WHAT YOU SHOULD DO
Output every line of the listing below verbatim, keeping each word and point unchanged.

(Saved entries)
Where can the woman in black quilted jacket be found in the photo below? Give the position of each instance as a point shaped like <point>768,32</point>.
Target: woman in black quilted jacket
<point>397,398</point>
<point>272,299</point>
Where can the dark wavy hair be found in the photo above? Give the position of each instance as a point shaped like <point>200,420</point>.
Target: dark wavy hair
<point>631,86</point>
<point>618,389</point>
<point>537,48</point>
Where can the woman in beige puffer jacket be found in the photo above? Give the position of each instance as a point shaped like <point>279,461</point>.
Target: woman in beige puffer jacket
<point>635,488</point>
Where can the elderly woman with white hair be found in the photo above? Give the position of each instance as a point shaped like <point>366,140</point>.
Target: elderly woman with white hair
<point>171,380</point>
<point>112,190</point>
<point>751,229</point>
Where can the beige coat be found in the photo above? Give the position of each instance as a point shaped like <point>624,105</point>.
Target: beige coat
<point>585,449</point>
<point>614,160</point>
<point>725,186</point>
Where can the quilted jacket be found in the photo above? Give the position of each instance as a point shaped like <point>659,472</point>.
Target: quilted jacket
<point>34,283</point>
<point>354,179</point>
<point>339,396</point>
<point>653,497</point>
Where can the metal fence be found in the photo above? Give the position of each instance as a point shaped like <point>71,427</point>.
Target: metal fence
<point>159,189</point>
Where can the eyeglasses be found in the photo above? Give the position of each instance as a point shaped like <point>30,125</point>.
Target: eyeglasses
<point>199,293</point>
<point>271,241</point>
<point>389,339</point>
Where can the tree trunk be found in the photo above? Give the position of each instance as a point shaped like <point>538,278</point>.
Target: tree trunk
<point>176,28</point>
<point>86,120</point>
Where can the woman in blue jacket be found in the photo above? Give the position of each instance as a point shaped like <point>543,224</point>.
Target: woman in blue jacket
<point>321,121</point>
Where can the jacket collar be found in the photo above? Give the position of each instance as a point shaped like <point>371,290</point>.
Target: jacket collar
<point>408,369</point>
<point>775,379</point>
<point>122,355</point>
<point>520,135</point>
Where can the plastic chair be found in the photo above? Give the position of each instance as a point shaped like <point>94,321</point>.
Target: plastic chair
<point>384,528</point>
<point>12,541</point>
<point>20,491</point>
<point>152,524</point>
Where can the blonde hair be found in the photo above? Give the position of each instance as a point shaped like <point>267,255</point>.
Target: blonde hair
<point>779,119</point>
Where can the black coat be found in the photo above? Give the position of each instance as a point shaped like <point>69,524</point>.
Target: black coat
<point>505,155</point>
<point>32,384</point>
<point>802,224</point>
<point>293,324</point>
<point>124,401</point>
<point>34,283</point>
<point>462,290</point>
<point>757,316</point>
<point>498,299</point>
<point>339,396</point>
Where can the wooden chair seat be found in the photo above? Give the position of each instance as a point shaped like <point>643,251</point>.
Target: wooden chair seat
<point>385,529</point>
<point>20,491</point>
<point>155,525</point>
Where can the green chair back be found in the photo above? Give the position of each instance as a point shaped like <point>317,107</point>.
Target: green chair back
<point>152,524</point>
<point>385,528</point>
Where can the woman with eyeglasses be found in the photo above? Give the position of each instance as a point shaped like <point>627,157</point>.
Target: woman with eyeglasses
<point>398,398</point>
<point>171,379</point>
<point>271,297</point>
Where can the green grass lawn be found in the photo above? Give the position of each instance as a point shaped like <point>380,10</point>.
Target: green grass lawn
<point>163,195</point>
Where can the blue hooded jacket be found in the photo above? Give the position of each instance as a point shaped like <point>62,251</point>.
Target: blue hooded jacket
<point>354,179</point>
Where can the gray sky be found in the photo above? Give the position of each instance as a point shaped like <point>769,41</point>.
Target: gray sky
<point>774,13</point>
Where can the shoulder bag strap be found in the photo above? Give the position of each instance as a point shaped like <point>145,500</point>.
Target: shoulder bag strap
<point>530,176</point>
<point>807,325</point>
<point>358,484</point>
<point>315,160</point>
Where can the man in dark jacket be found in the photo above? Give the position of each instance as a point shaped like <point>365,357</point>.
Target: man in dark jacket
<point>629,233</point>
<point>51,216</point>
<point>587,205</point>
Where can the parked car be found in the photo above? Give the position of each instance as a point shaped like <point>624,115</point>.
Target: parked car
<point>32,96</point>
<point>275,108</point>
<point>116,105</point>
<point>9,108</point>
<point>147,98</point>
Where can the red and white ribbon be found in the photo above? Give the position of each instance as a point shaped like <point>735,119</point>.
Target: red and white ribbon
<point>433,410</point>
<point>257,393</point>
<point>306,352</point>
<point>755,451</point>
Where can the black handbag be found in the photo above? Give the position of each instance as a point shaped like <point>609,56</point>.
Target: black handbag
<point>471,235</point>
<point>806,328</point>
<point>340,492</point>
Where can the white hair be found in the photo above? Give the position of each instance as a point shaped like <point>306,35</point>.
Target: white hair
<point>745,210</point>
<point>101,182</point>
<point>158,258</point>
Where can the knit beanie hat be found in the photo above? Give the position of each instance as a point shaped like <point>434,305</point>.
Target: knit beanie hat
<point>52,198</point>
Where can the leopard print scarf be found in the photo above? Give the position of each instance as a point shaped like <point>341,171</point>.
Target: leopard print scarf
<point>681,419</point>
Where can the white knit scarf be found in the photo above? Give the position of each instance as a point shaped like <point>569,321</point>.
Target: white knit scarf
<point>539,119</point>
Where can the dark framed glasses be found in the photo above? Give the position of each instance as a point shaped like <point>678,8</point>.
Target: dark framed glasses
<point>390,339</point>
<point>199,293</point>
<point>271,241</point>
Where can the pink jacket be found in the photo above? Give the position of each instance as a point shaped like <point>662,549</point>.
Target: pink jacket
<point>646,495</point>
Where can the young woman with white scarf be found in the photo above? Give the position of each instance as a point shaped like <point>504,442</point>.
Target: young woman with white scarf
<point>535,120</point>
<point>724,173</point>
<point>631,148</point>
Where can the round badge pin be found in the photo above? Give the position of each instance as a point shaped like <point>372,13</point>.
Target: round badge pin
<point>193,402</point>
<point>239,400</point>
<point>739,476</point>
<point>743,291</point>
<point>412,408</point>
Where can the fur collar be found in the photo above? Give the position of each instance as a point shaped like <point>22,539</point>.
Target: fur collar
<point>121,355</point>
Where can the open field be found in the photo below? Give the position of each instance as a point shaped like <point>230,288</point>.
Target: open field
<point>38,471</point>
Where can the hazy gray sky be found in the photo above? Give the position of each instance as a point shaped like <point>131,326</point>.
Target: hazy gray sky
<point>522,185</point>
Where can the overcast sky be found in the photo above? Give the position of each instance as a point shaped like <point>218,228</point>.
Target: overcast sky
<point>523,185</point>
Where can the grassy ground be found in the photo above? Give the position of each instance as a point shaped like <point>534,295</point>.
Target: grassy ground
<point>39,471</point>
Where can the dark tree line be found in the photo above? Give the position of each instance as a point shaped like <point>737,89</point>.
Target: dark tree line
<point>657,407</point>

FULL SOLUTION
Where can the woman in black quilted jacket be found in the photo below? Give the position of each instance as a point shaped like <point>768,32</point>.
Target: woman in black quilted jacket
<point>397,398</point>
<point>272,299</point>
Where can the dark wavy hair be found in the photo above? Give the position of each instance as a point shaped like <point>200,420</point>.
Target: dark wavy hair
<point>631,86</point>
<point>618,389</point>
<point>537,48</point>
Where can the woman in beige puffer jacket be found in the photo above? Give the position of each instance as a point shaped like <point>279,461</point>.
Target: woman in beige puffer jacket
<point>635,488</point>
Where can the elderly woman with white hair be found in the photo above? Give the position of each instance as a point shaped like <point>366,140</point>.
Target: elderly woman with white hair
<point>171,380</point>
<point>112,190</point>
<point>751,229</point>
Where can the beige coat be found in the photo above? Give the position of each instance as a point shaped like <point>624,105</point>.
Target: beige coat
<point>585,449</point>
<point>614,160</point>
<point>725,186</point>
Where can the quilted jacket be found in the photo above? Give the position of each instance as a point shaped like <point>659,472</point>.
Target: quilted jacket
<point>34,283</point>
<point>354,179</point>
<point>339,396</point>
<point>653,497</point>
Where can the metal fence be found in the photo above? Give the position of each instance as a point shaped like <point>71,427</point>.
Target: metal fence
<point>159,189</point>
Where can the eyeglasses be found in the photo above? Give the position of each instance as a point shaped like <point>30,125</point>.
Target: eyeglasses
<point>199,293</point>
<point>271,241</point>
<point>389,339</point>
Where can the tree trunk be found in the photo above? Give the position of each instance as a point shaped like <point>538,278</point>.
Target: tree trunk
<point>176,28</point>
<point>86,120</point>
Where can the woman in blue jacket be found in the photo above? Give the position of each instance as a point shaped like <point>543,224</point>.
Target: woman in blue jacket
<point>321,121</point>
Where can the jacket collar be found in the photo above? Give the position of each instance as a point shaped like <point>371,290</point>.
Target: jacket collar
<point>408,369</point>
<point>775,379</point>
<point>122,355</point>
<point>520,135</point>
Where can the plastic chair be found in the photo above? Give the position of each instance as a point shaped like <point>94,321</point>.
Target: plastic chair
<point>384,528</point>
<point>12,541</point>
<point>20,491</point>
<point>152,524</point>
Where can the blonde hair be found in the photo above? Give the position of each instance as a point shaped like <point>267,255</point>.
Target: blonde hair
<point>779,119</point>
Where can the black coat be found in the photo above? Give the position of each instance as a point shaped like <point>69,524</point>.
Target: black coat
<point>505,155</point>
<point>32,384</point>
<point>802,224</point>
<point>293,324</point>
<point>124,401</point>
<point>34,283</point>
<point>462,290</point>
<point>757,316</point>
<point>498,299</point>
<point>339,396</point>
Where can the wooden chair seat be found in the photo above? Give the position of each instance as a point shaped like <point>643,251</point>.
Target: wooden chair seat
<point>385,529</point>
<point>20,491</point>
<point>155,525</point>
Where can the green chair back be found in the photo above? Give the position of each instance as a point shaped like <point>317,107</point>.
Target: green chair back
<point>152,524</point>
<point>385,528</point>
Where can the woman with eyeglasses be found in the photo above? Give the position of each instance as a point shaped like <point>627,157</point>.
Target: woman with eyeglasses
<point>398,398</point>
<point>171,379</point>
<point>271,297</point>
Where can the green grass lawn be found in the photo above? Give the position of each instance as a point shaped like <point>380,10</point>.
Target: green grass lawn
<point>163,195</point>
Where can the blue hooded jacket be found in the photo above? Give the position of each instance as a point shaped like <point>62,251</point>.
Target: blue hooded jacket
<point>354,179</point>
Where can the gray sky be found in the photo above? Give the position of each instance as a point shaped like <point>769,41</point>.
Target: gray sky
<point>774,13</point>
Where can the shoulder bag strap be found in the photo above? Give the position of each instance as a point shaped like <point>145,500</point>.
Target: shoulder bag strap
<point>530,176</point>
<point>807,325</point>
<point>358,484</point>
<point>315,160</point>
Where can the man in dark jacket be found in the photo above? Give the position of each instance as a point shaped like <point>365,357</point>.
Target: man in dark jacket
<point>629,233</point>
<point>51,216</point>
<point>587,205</point>
Where can the parked car be found in the photo above? Give the position of each instance as a point shaped like <point>624,115</point>.
Target: parked car
<point>32,96</point>
<point>275,108</point>
<point>116,105</point>
<point>9,108</point>
<point>147,98</point>
Where can the red and white ribbon be found in the photo above? Give the position of each instance as a point shaped like <point>735,119</point>.
Target: red and white ribbon
<point>433,410</point>
<point>257,393</point>
<point>306,352</point>
<point>755,451</point>
Where can the black handbag be found in the photo above? Give the position of each instance as a point shaped like <point>609,56</point>.
Target: black handbag
<point>471,235</point>
<point>806,328</point>
<point>340,492</point>
Where can the white hair be found in the photo above? Give the position of each instance as a point shaped like <point>306,35</point>.
Target: white hair
<point>745,210</point>
<point>101,182</point>
<point>158,258</point>
Where can the knit beanie hat be found in the photo above? Give the position of each instance as a point shaped like <point>434,305</point>.
Target: knit beanie hat
<point>52,198</point>
Where can the leopard print scarf be found in the photo above? Give the position of each instance as a point shaped like <point>341,171</point>.
Target: leopard print scarf
<point>681,419</point>
Where can the white knit scarf be found in the photo above? Give the position of each instance as a point shaped like <point>569,321</point>.
Target: white knit scarf
<point>539,119</point>
Where can the dark framed glasses be found in the photo above? Give the position of each instance as a point shaped like <point>678,8</point>.
Target: dark framed glasses
<point>390,339</point>
<point>199,293</point>
<point>271,241</point>
Where can the pink jacket be found in the photo above? Give the position of each instance as a point shaped like <point>662,549</point>.
Target: pink jacket
<point>646,495</point>
Where can the young woman with white scarf be found in the photo above? Give the position of each instance as a point shaped like <point>504,442</point>.
Target: young woman with white scarf
<point>535,120</point>
<point>724,173</point>
<point>631,148</point>
Where can the round badge pin be found in the photo above? Give the position of each instance as a point shaped like <point>372,13</point>.
Target: round badge pin
<point>193,402</point>
<point>239,400</point>
<point>739,476</point>
<point>743,291</point>
<point>412,408</point>
Where can the fur collar be found in the photo above? Give the position of each instance as a point shaped like <point>22,539</point>.
Target: fur collar
<point>121,355</point>
Where can the open field be found in the photo below? Give the position of each instance as a point shaped like <point>230,288</point>.
Target: open field
<point>38,471</point>
Where can the hazy gray sky be found in the photo above? Give the position of each instance as a point shaped like <point>131,326</point>.
Target: hazy gray sky
<point>522,185</point>
Where can the overcast sky be found in the photo above? Give the position of each instance as a point shaped like <point>218,228</point>.
Target: overcast sky
<point>523,185</point>
Where can the grassy ground be found in the photo above? Give the position of each instance as a point shaped like <point>534,295</point>.
Target: grassy ground
<point>39,471</point>
Where can the dark tree line be found in the photo above? Give the position of each instance as a point shaped like <point>737,89</point>.
Target: dark tree line
<point>657,407</point>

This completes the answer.